Segment Open

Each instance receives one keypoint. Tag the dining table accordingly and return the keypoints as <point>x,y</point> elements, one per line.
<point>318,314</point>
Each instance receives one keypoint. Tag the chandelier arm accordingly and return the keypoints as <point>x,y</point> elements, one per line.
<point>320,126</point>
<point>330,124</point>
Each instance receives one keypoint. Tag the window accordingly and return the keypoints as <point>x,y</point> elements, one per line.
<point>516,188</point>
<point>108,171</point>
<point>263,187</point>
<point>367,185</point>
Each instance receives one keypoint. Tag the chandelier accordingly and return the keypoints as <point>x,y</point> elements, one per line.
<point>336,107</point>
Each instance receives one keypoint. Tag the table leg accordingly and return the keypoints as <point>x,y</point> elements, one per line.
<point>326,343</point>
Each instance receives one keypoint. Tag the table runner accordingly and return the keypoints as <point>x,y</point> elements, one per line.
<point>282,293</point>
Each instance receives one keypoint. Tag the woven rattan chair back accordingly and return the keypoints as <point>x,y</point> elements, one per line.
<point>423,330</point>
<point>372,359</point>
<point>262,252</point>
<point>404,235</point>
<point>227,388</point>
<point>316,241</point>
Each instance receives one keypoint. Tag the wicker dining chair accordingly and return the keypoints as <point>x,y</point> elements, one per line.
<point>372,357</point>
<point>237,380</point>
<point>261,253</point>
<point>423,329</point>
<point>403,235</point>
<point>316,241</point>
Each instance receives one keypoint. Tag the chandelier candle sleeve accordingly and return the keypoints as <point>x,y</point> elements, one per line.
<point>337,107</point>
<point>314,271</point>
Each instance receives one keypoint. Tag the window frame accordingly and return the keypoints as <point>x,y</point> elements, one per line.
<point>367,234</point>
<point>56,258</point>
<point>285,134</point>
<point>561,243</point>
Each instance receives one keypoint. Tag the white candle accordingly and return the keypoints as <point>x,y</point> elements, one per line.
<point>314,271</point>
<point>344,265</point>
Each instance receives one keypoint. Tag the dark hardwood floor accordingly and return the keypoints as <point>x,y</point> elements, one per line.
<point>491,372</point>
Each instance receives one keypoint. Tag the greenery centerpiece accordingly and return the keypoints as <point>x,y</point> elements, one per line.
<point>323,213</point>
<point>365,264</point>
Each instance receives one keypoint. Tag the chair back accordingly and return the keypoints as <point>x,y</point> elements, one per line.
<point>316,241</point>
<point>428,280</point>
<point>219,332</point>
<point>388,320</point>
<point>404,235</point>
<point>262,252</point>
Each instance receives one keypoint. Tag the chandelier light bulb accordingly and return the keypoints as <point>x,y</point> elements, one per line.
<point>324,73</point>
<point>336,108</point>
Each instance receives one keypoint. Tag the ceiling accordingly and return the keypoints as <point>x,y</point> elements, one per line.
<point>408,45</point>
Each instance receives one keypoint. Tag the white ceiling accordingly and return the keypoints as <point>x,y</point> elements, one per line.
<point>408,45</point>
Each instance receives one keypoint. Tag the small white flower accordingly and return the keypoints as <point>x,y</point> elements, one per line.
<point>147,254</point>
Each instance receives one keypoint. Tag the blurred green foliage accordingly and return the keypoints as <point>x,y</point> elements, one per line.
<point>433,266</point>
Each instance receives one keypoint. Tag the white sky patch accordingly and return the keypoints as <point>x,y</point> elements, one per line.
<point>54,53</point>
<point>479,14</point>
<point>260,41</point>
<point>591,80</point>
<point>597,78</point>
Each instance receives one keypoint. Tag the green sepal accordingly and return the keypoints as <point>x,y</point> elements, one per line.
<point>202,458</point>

Segment Closed

-- Task brief --
Write out the data again in full. Match it exactly.

-- Result for this exercise --
Each instance receives one keypoint. Tag the dining table accordingly and return the keypoints as <point>x,y</point> elements, one per line.
<point>318,314</point>
Each instance receives one keypoint. Tag the chandelier arm accordingly and return the keypoints as <point>x,y</point> elements, one per line.
<point>320,126</point>
<point>330,124</point>
Each instance receives one keypoint. Tag the window accordingly and return the keypoints as <point>x,y</point> elements, one per line.
<point>516,188</point>
<point>108,171</point>
<point>263,187</point>
<point>367,185</point>
Each instance receives one keypoint. Tag the chandelier accordingly and return the keypoints as <point>x,y</point> elements, one per line.
<point>336,107</point>
Each instance receives one keypoint. Tag the table leg accordingly and return the keypoints as <point>x,y</point> elements, one per line.
<point>326,343</point>
Each instance receives one keypoint. Tag the table runner accordingly and return the keypoints as <point>x,y</point> elements, one per line.
<point>282,293</point>
Each instance receives one keypoint. Tag the woven rattan chair back accordingly and return the keypoints as <point>x,y</point> elements, one per line.
<point>423,330</point>
<point>372,359</point>
<point>262,252</point>
<point>404,235</point>
<point>227,388</point>
<point>316,241</point>
Each instance receives one keypoint. Tag the wicker dining chair accordingly and return the keypoints as <point>x,y</point> elements, one per line.
<point>372,357</point>
<point>237,380</point>
<point>261,253</point>
<point>423,329</point>
<point>403,235</point>
<point>316,241</point>
Each instance receives one keypoint. Tag the chandelier candle sleeve accordingly and return the keypoints as <point>x,y</point> elements, one per line.
<point>337,107</point>
<point>314,271</point>
Each instance receives one keypoint. Tag the window frame accordingly and return the keypoints as <point>x,y</point> elements, one per line.
<point>367,234</point>
<point>56,258</point>
<point>285,134</point>
<point>561,243</point>
Each instance receives one keypoint. Tag the white candle accordingly and return the keypoints as <point>x,y</point> elements, one per line.
<point>314,271</point>
<point>344,265</point>
Each instance receives one keypoint. Tag the dark hardwood floor accordingly and return the keypoints as <point>x,y</point> elements, one per line.
<point>491,372</point>
Each instance receives one keypoint. Tag the greenery centerpiece accordingly and return the keypoints as <point>x,y</point> elements, one per line.
<point>323,213</point>
<point>365,264</point>
Each instance receives one keypoint. Tag the chair back accordingly and return the keypoints as <point>x,y</point> elements, one per line.
<point>316,241</point>
<point>428,280</point>
<point>219,332</point>
<point>388,320</point>
<point>404,235</point>
<point>262,252</point>
Each instance receives one keypoint. Tag the chandelier light bulb accordingly and return the keypoints as <point>x,y</point> elements, one per line.
<point>324,73</point>
<point>336,108</point>
Each instance receives one keypoint. Tag the ceiling accordingly and return the keypoints as <point>x,y</point> elements, one per line.
<point>408,45</point>
Each instance receives one keypoint. Tag the white ceiling accordingly and return the keypoints as <point>x,y</point> elements, one per line.
<point>408,45</point>
Each instance receives one keypoint. Tag the small white flower accordingly and return the keypoints as <point>x,y</point> elements, one per line.
<point>147,254</point>
Each instance receives one keypoint. Tag the blurred green foliage accordingly and return the keypoints as <point>x,y</point> elements, one per line.
<point>433,266</point>
Each instance receives one keypoint. Tag the white sky patch accordingly and return the keypoints as <point>x,y</point> elements, one per line.
<point>54,53</point>
<point>479,14</point>
<point>260,41</point>
<point>591,80</point>
<point>597,78</point>
Each instance receives one keypoint. Tag the green sepal accordingly and return the keypoints as <point>x,y</point> elements, one per line.
<point>202,458</point>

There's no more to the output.